• Exercise directions:
Copy out all of the entries below without any change.

• Source records:

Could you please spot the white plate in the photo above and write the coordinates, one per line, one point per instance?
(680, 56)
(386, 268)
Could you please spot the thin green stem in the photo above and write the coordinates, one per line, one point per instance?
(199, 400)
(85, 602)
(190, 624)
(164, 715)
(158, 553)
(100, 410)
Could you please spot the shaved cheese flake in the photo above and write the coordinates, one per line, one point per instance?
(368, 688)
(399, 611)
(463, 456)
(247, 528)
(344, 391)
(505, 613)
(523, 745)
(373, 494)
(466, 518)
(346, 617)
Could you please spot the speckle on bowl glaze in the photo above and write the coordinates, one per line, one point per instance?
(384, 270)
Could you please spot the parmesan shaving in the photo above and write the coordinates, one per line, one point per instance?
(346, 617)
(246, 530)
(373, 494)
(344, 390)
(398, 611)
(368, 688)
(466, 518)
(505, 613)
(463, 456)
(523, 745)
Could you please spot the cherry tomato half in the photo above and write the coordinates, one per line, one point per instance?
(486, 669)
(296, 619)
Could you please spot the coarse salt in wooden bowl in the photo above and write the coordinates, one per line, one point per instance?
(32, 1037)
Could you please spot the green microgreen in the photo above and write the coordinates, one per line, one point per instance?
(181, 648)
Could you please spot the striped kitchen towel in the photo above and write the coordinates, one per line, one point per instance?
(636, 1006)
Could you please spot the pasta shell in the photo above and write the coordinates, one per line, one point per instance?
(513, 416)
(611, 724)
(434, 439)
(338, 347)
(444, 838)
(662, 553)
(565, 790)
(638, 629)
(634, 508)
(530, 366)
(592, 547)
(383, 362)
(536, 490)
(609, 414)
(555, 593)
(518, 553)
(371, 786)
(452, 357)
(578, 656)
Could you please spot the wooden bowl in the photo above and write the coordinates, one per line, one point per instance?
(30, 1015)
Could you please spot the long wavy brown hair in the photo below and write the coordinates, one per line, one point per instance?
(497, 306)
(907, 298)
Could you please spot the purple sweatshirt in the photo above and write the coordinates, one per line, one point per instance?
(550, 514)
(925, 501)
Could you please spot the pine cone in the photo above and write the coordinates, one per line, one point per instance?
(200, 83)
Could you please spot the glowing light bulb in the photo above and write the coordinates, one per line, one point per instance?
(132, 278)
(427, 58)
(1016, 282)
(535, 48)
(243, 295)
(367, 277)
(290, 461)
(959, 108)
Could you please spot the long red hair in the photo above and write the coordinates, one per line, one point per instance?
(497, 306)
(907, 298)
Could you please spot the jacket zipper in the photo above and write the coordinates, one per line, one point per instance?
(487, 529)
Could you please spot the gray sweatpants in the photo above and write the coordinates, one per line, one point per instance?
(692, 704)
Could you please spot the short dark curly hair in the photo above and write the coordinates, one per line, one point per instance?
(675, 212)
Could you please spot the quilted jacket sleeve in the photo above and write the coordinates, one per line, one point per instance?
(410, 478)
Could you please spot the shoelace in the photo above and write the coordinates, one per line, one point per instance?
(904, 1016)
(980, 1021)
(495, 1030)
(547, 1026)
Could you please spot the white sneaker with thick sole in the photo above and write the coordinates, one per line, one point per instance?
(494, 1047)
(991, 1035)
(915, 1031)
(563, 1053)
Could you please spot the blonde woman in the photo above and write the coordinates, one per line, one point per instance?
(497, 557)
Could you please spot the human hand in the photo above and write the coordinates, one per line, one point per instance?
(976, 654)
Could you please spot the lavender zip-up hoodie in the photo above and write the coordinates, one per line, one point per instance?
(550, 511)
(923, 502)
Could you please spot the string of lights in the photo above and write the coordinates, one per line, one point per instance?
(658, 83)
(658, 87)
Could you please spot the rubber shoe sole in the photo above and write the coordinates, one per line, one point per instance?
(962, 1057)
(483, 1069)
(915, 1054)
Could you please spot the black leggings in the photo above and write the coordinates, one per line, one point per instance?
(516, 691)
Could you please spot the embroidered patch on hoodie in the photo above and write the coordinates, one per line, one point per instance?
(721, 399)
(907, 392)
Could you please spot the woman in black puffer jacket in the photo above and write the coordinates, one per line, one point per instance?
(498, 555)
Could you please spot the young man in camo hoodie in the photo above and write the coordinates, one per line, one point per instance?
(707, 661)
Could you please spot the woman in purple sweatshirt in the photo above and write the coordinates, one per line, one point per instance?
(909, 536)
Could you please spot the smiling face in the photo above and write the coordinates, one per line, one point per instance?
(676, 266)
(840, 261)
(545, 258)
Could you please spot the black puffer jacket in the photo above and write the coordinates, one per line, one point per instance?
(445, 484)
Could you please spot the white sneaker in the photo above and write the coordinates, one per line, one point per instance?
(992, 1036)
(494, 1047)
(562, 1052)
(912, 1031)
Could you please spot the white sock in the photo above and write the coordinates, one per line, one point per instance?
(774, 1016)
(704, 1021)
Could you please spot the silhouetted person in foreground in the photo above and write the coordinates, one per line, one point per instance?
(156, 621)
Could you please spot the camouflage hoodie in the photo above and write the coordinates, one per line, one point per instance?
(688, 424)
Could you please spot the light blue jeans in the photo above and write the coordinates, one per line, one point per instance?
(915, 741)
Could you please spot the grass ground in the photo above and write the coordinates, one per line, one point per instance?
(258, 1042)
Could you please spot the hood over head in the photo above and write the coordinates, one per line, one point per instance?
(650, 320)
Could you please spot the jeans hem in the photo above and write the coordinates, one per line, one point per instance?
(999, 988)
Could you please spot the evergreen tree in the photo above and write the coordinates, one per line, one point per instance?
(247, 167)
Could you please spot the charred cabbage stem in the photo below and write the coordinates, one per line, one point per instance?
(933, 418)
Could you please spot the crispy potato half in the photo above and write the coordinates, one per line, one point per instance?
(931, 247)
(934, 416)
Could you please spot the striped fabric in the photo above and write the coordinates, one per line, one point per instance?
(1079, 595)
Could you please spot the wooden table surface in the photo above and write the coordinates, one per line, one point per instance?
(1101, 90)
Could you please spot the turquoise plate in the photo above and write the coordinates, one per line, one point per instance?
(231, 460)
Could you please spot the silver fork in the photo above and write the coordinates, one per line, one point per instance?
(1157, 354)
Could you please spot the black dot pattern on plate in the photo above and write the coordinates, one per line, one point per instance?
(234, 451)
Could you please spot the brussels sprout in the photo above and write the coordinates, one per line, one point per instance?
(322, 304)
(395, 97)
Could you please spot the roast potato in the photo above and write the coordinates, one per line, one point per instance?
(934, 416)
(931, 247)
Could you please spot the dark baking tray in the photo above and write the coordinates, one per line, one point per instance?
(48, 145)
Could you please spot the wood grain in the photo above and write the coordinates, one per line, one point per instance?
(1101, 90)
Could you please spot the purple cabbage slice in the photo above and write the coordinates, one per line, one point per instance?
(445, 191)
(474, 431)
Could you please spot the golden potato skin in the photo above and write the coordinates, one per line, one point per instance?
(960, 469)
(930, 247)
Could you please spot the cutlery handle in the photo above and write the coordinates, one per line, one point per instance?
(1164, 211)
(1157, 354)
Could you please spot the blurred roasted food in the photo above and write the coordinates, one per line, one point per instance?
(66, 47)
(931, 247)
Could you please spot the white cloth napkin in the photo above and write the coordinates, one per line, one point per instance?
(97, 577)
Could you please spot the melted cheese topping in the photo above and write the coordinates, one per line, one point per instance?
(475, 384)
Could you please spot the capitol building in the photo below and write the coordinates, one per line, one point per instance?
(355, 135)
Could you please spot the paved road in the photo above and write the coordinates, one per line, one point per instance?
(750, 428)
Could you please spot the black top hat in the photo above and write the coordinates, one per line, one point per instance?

• Response to the task:
Could you please spot the white plate in the photo above and write the coordinates, one per line, one point per instance?
(680, 56)
(386, 268)
Could you please spot the thin green stem in the photo above and write the coordinates, one per line, one point per instance?
(199, 400)
(85, 602)
(190, 624)
(164, 715)
(158, 553)
(100, 410)
Could you please spot the shaved cheese flake in the photo above and write the coordinates, one per line, one point per instance?
(368, 688)
(399, 611)
(463, 456)
(247, 528)
(344, 391)
(505, 613)
(523, 745)
(373, 494)
(466, 518)
(346, 617)
Could you please spot the speckle on bowl glaze in the photo above and write the coordinates, one per line, one point per instance?
(384, 270)
Could you please spot the parmesan shaving in the photo above and write the coordinates, one per line, one point per instance?
(346, 617)
(246, 530)
(373, 494)
(344, 390)
(398, 611)
(368, 688)
(466, 518)
(505, 613)
(463, 456)
(523, 745)
Could you please spot the cherry tomato half in the photo above and write the coordinates, one per line, one point per instance?
(486, 669)
(296, 619)
Could you please spot the coarse salt in wooden bowl in the photo above and write the coordinates, one per line, one point per instance?
(32, 1037)
Could you please spot the green microgreen in the photo above and write the coordinates, one per line, one point per instance?
(181, 648)
Could you please spot the striped kitchen towel in the photo above and write the coordinates, one per line, one point per instance?
(636, 1006)
Could you please spot the pasta shell in the photo above and write the coordinates, one per line, one point per instance?
(513, 416)
(611, 724)
(434, 439)
(338, 347)
(444, 838)
(662, 553)
(565, 790)
(638, 629)
(634, 508)
(530, 366)
(592, 547)
(383, 362)
(536, 490)
(609, 414)
(555, 593)
(518, 553)
(371, 786)
(452, 357)
(578, 656)
Could you please spot the wooden bowl in the photo above and write the coordinates, one per line, one point per instance?
(30, 1015)
Could you please spot the long wavy brown hair in the photo below and write the coordinates, one per line, one point per instance?
(497, 306)
(907, 298)
Could you please spot the purple sweatshirt in the photo above and write the coordinates, one per line, one point per instance?
(550, 514)
(925, 501)
Could you please spot the pine cone in the photo above and write the coordinates, one per line, one point per instance?
(200, 83)
Could you please spot the glowing light bulb in the photo above and write the coordinates, one per line, one point per instance?
(132, 278)
(427, 58)
(1016, 282)
(535, 48)
(243, 295)
(367, 277)
(290, 461)
(959, 108)
Could you please spot the long red hair in the photo above and write the coordinates, one per line, one point per instance?
(497, 306)
(907, 298)
Could you please spot the jacket zipper in the photo above and write the coordinates, one per line, one point per instance?
(487, 529)
Could you please spot the gray sweatpants in the photo above and write the coordinates, one per line, one point per instance?
(692, 704)
Could you please spot the short dark curly hair in the photo above and write the coordinates, one per line, one point per instance?
(675, 212)
Could you please spot the quilted jacket sleeve in the photo above and write the coordinates, one per line, one point per instance?
(410, 478)
Could you please spot the shoelace in the photo above and write the coordinates, one per line, one point per instance?
(904, 1016)
(980, 1021)
(495, 1030)
(547, 1026)
Could you please spot the white sneaker with thick sole in the photo above and write the coordinates, one per line, one point per instance?
(494, 1047)
(991, 1035)
(915, 1031)
(563, 1053)
Could you please spot the blonde woman in the photo above and write the coordinates, one per line, one point per instance?
(497, 557)
Could you please spot the human hand in the photo above and write the coordinates, one per line, one point per instance?
(976, 654)
Could you please spot the lavender zip-up hoodie in the photo above and write the coordinates, one per line, one point per instance?
(550, 511)
(923, 502)
Could you please spot the string of lights in the photo above and write the coordinates, one per line, one point per instance?
(658, 83)
(658, 87)
Could you please spot the rubber shoe sole in the photo above and write the coordinates, one per line, one point per instance?
(962, 1057)
(483, 1069)
(915, 1054)
Could you please spot the black leggings in the photo above and write the coordinates, one per line, one point per instance?
(516, 691)
Could you please spot the embroidered patch on hoodie in the photo above and write the coordinates, one per line, one point per instance?
(721, 399)
(907, 392)
Could you please spot the woman in black puffer jacket in the photo above and write the coordinates, one per line, one point per instance?
(498, 555)
Could you please spot the young man in camo hoodie in the photo above and write the coordinates, one per line, one point per instance?
(707, 661)
Could you please spot the woman in purple sweatshirt in the photo above and write the coordinates, one per line, one point per instance?
(909, 536)
Could you please spot the smiling face in the photo above and write the coordinates, one per line, one point per instance?
(676, 266)
(840, 261)
(545, 258)
Could you please spot the black puffer jacket in the photo above and write the coordinates, one per line, one point per instance?
(445, 484)
Could you please spot the white sneaker in the photo above and write the coordinates, one per line, one point per instance?
(992, 1036)
(494, 1047)
(562, 1052)
(912, 1031)
Could you please spot the white sock in the photo above and write the coordinates, one per line, one point per instance?
(774, 1016)
(704, 1021)
Could you please spot the silhouetted person in foreground in the photo above and write the coordinates, one per line, one point per instance?
(156, 621)
Could you please spot the camouflage hoodie in the photo above and write the coordinates, one per line, one point per instance?
(688, 424)
Could you please spot the light blue jeans in the photo above and write the coordinates, one per line, one point per instance?
(915, 741)
Could you please spot the grass ground in the photo above and write the coordinates, one per line, one point per instance?
(258, 1042)
Could you please spot the hood over head in the photo above and write the coordinates, one per line, one point per instance?
(650, 320)
Could you please spot the jeans hem in the photo above and write the coordinates, one per line, one point per instance?
(999, 988)
Could you please spot the evergreen tree in the photo above and write the coordinates, one per line, one point per instance?
(247, 167)
Could you please spot the charred cabbage stem in the photo below and write the coordinates, one per line, one point per instance?
(933, 418)
Could you please spot the crispy potato half in the photo above and write the coordinates, one per line, one point per instance?
(931, 247)
(934, 416)
Could you please spot the striped fabric in the photo above and write the coordinates, one per line, one point per instance?
(1079, 595)
Could you please spot the wooden table surface in the photo above and write the coordinates, one per line, one point per instance?
(1101, 90)
Could you please spot the turquoise plate in the photo above and write the coordinates, one per line, one point per instance?
(231, 460)
Could you please spot the silver fork in the photo above and write the coordinates, one per line, one point per instance?
(1157, 354)
Could you please spot the black dot pattern on plate in the photo above and write the coordinates, one per line, one point per instance?
(234, 451)
Could you please spot the brussels sprout in the photo above and write the coordinates, one per line, one point per instance?
(322, 304)
(395, 97)
Could you please spot the roast potato in the photo above and write the coordinates, one per line, one point per instance?
(934, 416)
(931, 247)
Could you please spot the dark baking tray in the photo above and write the coordinates, one per line, one point per instance?
(48, 145)
Could you please spot the wood grain in the photo above and write the coordinates, one per line, one point per instance?
(1101, 90)
Could you please spot the purple cabbage slice in the photo above and write the coordinates, one per line, one point per instance?
(445, 191)
(474, 431)
Could you please spot the golden potato skin in the photo above and write the coordinates, one per line, one point per instance?
(960, 469)
(930, 247)
Could you please spot the cutlery handle in the photo above and write the coordinates, one per line, one point per instance?
(1164, 211)
(1157, 354)
Could you please spot the blurred roasted food in the photo above and write the coordinates, one per line, one point per instance?
(66, 47)
(931, 247)
Could you please spot the white cloth napkin in the photo above and write the coordinates, one per line, one point per instance?
(97, 577)
Could you please spot the melted cheese topping in the photo above and write the coordinates, one per line, one point per instance?
(475, 384)
Could you please spot the capitol building in the photo below and write the coordinates, one per line, one point per instance?
(355, 135)
Could you please spot the paved road in the photo above and write the coordinates, one per line, one point per instance?
(750, 428)
Could you please spot the black top hat in the photo above and write the coordinates, one per line, one point per instance?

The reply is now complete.